A via da Prena o della Figurella, è quella sulla quale, come un immenso imbuto, confluiscono da secoli i pellegrini provenienti dalla Piana e in generale dal versante tirrenico dell’Aspromonte e diretti al santuario della Madonna della Montagna a Polsi, in Aspromonte.
È quindi naturale sia punteggiato di segni che parlano dell’antico e intenso rapporto tra la gente e il luogo sacro.
A cominciare dal Serro della Croce dove i pellegrini giungono in vista del Santuario, fra le grida e gli spari euforici, si scaricano di alcune pietre che recavano sulle spalle se pesanti o in mano se leggere e le ammonticchiano in un punto nel quale, con gli anni, il monticello diviene sempre più grande. Verrebbe da pensare che il deposito di simili pietre … sia diventato imponente, ma non è così. Infatti, ad ogni necessità del santuario, i mulattieri le hanno prelevate costantemente per adibirle alle opere murarie che periodicamente si effettuano nel medesimo Santuario. (1)

Dal Serro della Croce il percorso discende in infiniti tornanti. La pista, nel tentativo di consentire il transito agli automezzi, ha quasi cancellato l’antico sentiero e accresciuto la franosità del versante. Per tal motivo la fontana della Prena, che ha dato il nome al percorso, è ormai relegata in un diverticolo posto in disparte che solo chi conosce va a visitare.

Consegna
Secondo il testo sulla via per Polsi, a che cosa servono le pietre lasciate dai pellegrini al Serro della Croce? Le voci di dati sono materiale separato dal testo.

Voci di dati

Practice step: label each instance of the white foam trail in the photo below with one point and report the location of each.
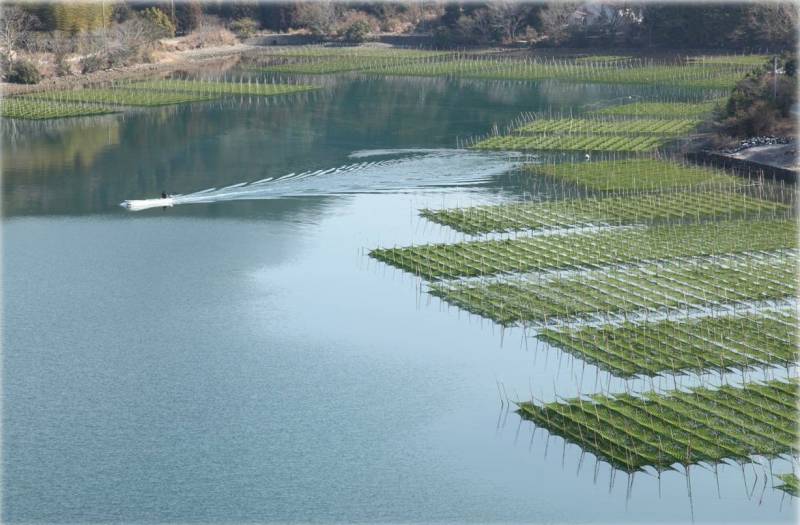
(427, 170)
(364, 153)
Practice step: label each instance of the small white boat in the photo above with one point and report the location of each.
(136, 205)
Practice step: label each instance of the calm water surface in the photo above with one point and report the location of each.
(246, 361)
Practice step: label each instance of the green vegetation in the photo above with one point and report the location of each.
(680, 428)
(687, 110)
(219, 88)
(634, 174)
(746, 60)
(691, 345)
(594, 59)
(666, 285)
(790, 484)
(119, 97)
(761, 103)
(24, 108)
(579, 250)
(573, 143)
(617, 210)
(662, 127)
(706, 76)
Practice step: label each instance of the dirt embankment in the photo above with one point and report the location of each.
(165, 62)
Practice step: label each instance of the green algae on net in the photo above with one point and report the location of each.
(610, 210)
(660, 431)
(724, 343)
(589, 249)
(674, 284)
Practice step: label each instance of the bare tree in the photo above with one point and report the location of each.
(509, 17)
(16, 26)
(556, 19)
(318, 17)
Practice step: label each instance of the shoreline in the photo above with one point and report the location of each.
(170, 62)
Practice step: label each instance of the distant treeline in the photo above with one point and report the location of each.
(771, 25)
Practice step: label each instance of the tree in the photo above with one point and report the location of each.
(357, 32)
(318, 17)
(74, 17)
(555, 20)
(16, 26)
(187, 16)
(161, 20)
(509, 17)
(244, 27)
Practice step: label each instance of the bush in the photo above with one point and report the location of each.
(161, 20)
(93, 63)
(244, 27)
(23, 72)
(357, 32)
(187, 16)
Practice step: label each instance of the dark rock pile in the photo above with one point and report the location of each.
(756, 141)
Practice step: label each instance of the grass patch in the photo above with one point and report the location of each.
(24, 108)
(680, 428)
(616, 210)
(681, 110)
(120, 97)
(215, 88)
(594, 249)
(662, 127)
(573, 143)
(648, 287)
(635, 174)
(691, 345)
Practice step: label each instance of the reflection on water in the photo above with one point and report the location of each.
(242, 360)
(91, 165)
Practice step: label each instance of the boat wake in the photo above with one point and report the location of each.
(414, 170)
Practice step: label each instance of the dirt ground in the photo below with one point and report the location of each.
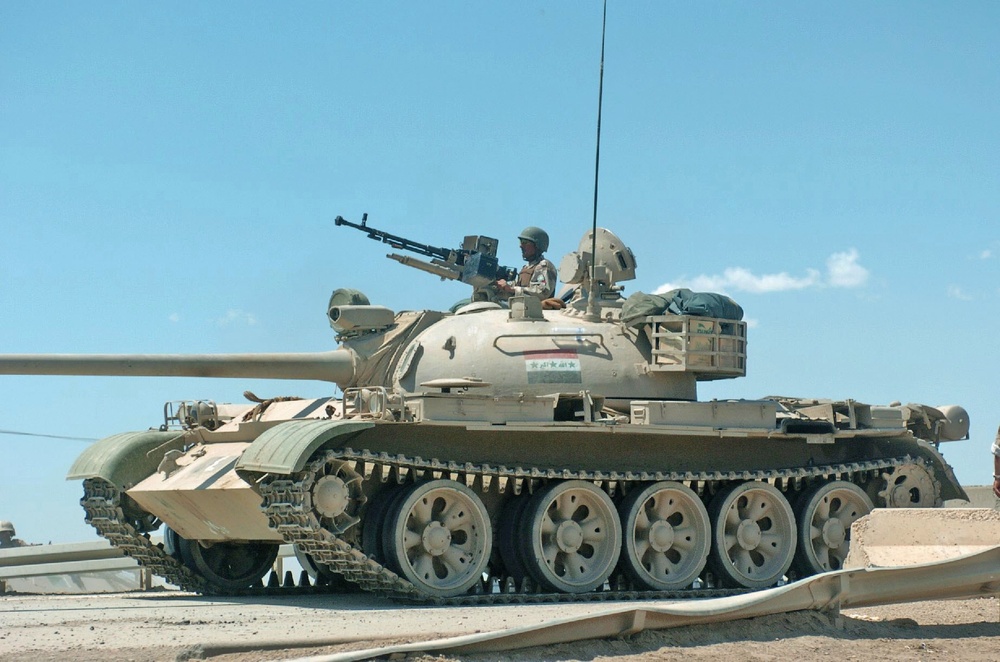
(171, 627)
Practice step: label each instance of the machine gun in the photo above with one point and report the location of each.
(475, 263)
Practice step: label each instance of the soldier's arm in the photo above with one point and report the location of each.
(543, 281)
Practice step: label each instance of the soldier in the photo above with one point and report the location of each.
(7, 538)
(538, 276)
(996, 465)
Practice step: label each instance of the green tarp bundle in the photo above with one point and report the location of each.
(680, 302)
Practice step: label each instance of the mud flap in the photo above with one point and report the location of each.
(125, 459)
(286, 448)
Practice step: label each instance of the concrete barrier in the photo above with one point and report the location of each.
(894, 537)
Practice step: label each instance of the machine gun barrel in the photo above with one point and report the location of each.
(402, 243)
(335, 366)
(474, 264)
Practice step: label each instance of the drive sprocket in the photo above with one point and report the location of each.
(910, 485)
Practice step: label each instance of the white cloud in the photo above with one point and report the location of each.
(842, 270)
(956, 292)
(237, 317)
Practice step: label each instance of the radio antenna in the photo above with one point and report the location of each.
(593, 312)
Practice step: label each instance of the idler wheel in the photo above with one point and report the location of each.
(228, 565)
(572, 536)
(439, 536)
(753, 535)
(825, 514)
(666, 537)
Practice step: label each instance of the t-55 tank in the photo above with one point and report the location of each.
(506, 450)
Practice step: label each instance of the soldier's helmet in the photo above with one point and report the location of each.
(537, 236)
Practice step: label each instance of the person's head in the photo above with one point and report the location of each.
(534, 242)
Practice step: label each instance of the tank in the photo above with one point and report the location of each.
(512, 449)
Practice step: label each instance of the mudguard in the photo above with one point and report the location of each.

Risposta
I mulattieri le prelevano per usarle nelle opere murarie che si effettuano periodicamente nel santuario.